BEGIN Source document

NMIS9 opstatus data
Introduction
The opstatus data saves information about the jobs performed on the scheduler queue and the results of each operation. These jobs are internal to NMIS9, related to the health and system maintenance, and are not always related to a node. opstatus data is different to status data, which saves status information related to a node.
opstatus data can be visualised using the NMIS9 Ops Status page:
NMIS → System → Host Diagnostics → NMIS Ops Status
e.g. http://volla.opmantek.com/cgi-nmis9/opstatus.pl
Schema
This is the schema for the opstatus collection:
- Activity: collect - escalations - metrics - selftest
- Context:
- node_uuid
- queue_id
- queue_tag
- worker_progress
- Details: Detail of the operation; completed successfully - failed: loading failed… - Can’t call method…
- expire_at
- Stats:
- Time
- Status: ok - error
- Time
- Type: completed - exception
Example
{"_id":"5cbdb0fd2b1813502c414c52",
"time":1555935485.269778,
"stats":
{"time":0.1784820556640625},
"context":
{"queue_tag":null,
"worker_process":20524,
"queue_id":"5cbdb0fd2b1813500c414988"},
"type":"completed",
"expire_at":"2019-06-21T12:18:05.269Z",
"details":"completed successfully, backup saved as /usr/local/nmis9/backups/nmis-config-backup-2019-04-22-2218.tar.gz",
"status":"ok",
"activity":"configbackup"}
How NMIS9 handles opstatus data
- Nmisng saves or updates the status of an operation, called by the nmisd demon.

END Source document
BEGIN Supplied information

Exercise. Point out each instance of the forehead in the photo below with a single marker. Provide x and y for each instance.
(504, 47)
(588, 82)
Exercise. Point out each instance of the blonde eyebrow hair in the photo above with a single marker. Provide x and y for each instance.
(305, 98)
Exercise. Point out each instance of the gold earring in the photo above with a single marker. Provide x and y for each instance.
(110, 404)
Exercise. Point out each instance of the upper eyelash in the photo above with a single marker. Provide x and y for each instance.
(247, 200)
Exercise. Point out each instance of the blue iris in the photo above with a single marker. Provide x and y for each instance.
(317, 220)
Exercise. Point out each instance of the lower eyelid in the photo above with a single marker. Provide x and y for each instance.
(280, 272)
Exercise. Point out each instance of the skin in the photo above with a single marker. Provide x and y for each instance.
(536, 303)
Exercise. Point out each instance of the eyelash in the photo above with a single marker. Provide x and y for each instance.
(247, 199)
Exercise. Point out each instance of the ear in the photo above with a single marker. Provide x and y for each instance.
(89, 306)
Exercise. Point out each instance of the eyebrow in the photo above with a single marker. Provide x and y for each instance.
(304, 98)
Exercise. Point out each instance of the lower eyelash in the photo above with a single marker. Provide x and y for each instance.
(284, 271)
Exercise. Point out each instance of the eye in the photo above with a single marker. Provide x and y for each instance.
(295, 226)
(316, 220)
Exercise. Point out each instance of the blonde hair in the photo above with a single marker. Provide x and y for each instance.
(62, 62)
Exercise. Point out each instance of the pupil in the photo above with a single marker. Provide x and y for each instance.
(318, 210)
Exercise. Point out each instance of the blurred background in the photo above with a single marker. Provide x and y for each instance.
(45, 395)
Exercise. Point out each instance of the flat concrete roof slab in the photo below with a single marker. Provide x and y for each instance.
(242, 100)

END Supplied information
BEGIN Supplied information

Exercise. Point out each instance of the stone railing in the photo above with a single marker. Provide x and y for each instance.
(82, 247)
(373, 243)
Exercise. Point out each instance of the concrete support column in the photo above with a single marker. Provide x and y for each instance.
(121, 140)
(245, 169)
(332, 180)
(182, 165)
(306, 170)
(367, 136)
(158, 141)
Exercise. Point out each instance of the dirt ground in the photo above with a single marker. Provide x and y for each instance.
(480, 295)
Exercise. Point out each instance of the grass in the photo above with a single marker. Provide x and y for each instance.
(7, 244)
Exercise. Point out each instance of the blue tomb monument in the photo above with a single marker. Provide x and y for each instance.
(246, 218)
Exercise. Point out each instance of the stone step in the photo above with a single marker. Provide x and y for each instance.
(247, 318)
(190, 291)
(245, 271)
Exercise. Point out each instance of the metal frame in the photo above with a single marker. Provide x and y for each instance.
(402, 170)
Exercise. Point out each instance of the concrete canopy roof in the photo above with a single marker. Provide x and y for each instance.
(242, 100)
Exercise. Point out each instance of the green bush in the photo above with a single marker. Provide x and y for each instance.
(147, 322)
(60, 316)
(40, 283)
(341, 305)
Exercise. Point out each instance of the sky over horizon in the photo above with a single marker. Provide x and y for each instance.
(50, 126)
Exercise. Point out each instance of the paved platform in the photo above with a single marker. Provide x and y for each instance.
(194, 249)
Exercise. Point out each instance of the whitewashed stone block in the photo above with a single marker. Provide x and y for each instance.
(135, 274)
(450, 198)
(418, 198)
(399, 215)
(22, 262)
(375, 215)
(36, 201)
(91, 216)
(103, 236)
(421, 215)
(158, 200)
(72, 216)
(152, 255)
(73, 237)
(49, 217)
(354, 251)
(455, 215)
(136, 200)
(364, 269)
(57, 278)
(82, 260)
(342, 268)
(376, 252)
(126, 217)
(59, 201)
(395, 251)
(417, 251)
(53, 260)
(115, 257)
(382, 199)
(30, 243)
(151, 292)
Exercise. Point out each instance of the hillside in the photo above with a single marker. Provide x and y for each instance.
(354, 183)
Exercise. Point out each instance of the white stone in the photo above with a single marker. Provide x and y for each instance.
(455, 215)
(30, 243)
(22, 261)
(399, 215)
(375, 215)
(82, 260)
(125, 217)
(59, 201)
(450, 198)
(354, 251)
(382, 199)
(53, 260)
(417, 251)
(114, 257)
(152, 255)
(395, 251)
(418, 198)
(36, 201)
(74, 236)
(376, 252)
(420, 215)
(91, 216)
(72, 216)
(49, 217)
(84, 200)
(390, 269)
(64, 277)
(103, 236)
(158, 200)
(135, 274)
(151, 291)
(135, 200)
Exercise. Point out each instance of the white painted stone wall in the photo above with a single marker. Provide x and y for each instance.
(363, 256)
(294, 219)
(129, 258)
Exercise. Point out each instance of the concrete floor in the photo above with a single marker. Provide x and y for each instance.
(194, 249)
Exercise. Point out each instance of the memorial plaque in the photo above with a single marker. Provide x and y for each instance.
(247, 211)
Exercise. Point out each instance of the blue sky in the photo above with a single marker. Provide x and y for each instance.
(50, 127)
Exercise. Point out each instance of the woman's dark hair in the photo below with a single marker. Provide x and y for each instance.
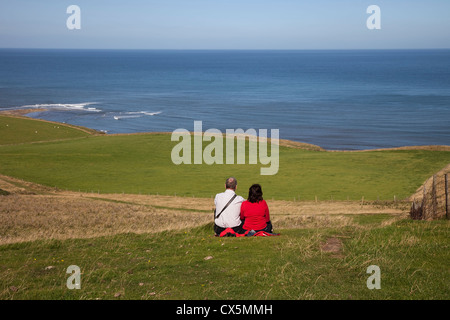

END Supplied information
BEGIN Supplied information

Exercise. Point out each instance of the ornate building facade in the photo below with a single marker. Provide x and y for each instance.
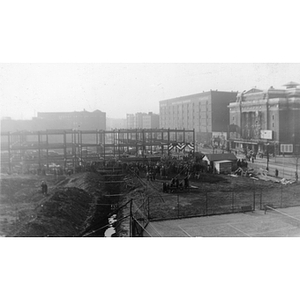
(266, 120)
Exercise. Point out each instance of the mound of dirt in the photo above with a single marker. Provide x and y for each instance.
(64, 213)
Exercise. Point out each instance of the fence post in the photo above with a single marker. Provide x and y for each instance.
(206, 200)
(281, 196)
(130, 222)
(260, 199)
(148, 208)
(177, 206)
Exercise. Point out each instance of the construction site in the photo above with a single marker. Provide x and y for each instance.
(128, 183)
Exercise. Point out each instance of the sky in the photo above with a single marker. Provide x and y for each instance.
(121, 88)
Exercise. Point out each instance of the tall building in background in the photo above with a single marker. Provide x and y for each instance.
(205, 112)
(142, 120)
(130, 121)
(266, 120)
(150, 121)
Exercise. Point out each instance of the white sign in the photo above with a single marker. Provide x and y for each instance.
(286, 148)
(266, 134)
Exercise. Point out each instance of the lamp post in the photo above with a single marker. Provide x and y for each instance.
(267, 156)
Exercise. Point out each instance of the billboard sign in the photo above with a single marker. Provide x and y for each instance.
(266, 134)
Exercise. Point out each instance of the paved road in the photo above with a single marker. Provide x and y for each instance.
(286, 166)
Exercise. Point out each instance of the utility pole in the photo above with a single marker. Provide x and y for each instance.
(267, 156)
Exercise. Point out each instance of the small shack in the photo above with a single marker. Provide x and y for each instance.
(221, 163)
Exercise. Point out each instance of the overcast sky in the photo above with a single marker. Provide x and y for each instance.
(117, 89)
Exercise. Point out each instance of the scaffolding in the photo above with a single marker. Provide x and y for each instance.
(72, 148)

END Supplied information

▶ [Assignment 1] Rewrite the part of the NMIS9 opstatus page starting with "NMIS9 opstatus data" and going on through "information related to a node.", with "scheduler queue" changed to "job queue".
▶ [Assignment 2] According to the NMIS9 opstatus page, what does status data save?
▶ [Assignment 3] Continue the NMIS9 opstatus page from its last line.

▶ [Reply 1]
NMIS9 opstatus data
Introduction
The opstatus data saves information about the jobs performed on the job queue and the results of each operation. These jobs are internal to NMIS9, related to the health and system maintenance, and are not always related to a node. opstatus data is different to status data, which saves status information related to a node.

▶ [Reply 2] Status information related to a node.

▶ [Reply 3]
- An opstatus data is created/updated:
- with the result of a queue job
- when the worker starts/performs/stops an operation
- when a job finish with an error, or is completed successfully.
- The expiration date is almost 2 months by default (purge_opstatus_after is 5184000):
$expire_at = $statusrec->{time} + ( $self->config->{purge_opstatus_after} || 60 * 86400 );
- Used by selftest to check where was the most recent operation for update and collect.
- Used by nmisd to check when some operations were last tried/run/performed.
- A node deletes the opstatus data related when it is deleted.
- A node dumps their opstatus data.
- supports.pl exports the last 500 opstatus records. supports.pl exports collect data.
How OMK handles opstatus data
- opCharts records/update the status of an operation on its own database.
- opFlow records the status of an operation.
- opAddress saves an opstatus on the document (As oper_status)
- opHA records/update the status of an operation on its own database.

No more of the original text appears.